## TO DO
Locate each line in the data that contains the string "item" and copy those lines in full. Case counts.

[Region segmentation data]

▼

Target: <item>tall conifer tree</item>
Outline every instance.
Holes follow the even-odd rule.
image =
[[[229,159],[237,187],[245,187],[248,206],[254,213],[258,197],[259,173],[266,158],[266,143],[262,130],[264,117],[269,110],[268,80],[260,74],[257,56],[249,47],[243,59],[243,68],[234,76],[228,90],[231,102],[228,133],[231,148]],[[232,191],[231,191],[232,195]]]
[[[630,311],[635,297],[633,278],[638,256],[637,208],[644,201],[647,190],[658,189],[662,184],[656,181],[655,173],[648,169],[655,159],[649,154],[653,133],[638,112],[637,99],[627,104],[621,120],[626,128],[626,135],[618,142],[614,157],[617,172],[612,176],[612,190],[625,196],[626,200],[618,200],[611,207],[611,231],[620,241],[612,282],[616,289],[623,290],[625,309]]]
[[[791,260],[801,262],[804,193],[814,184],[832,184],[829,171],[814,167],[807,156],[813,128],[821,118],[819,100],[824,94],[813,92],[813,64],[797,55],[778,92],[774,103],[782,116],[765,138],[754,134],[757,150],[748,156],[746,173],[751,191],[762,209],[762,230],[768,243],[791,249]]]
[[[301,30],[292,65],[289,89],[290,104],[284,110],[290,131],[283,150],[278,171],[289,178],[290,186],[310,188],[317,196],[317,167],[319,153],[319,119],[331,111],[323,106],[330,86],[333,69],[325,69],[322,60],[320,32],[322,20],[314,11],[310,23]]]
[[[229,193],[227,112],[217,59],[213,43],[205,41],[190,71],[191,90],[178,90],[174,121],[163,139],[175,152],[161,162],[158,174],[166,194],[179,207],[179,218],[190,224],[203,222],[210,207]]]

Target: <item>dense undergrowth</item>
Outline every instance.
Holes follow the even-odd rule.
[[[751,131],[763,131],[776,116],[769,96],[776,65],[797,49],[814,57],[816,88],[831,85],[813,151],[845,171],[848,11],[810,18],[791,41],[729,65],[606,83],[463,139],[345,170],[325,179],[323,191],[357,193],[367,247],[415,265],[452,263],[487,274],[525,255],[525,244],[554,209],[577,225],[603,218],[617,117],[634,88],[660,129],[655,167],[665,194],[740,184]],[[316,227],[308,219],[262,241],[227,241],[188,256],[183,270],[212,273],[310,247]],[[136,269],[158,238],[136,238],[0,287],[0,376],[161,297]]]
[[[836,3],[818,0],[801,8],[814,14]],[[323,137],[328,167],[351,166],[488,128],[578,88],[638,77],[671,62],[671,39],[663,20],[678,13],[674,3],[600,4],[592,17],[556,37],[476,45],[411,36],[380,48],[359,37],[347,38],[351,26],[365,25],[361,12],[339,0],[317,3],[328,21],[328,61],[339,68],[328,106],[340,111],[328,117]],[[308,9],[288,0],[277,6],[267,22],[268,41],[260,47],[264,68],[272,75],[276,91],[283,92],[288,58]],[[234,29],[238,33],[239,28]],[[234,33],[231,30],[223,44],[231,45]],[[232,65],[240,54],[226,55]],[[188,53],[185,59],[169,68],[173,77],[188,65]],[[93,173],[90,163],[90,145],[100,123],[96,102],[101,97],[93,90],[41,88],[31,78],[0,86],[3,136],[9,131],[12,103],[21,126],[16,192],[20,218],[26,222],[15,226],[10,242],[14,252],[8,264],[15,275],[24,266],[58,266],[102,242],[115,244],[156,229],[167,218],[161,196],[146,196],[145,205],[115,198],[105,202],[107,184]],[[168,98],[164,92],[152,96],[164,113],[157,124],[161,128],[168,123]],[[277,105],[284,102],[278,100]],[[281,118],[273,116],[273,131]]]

▲

## RESPONSE
Target: <item>tall conifer tree</item>
Target: <item>dense undergrowth</item>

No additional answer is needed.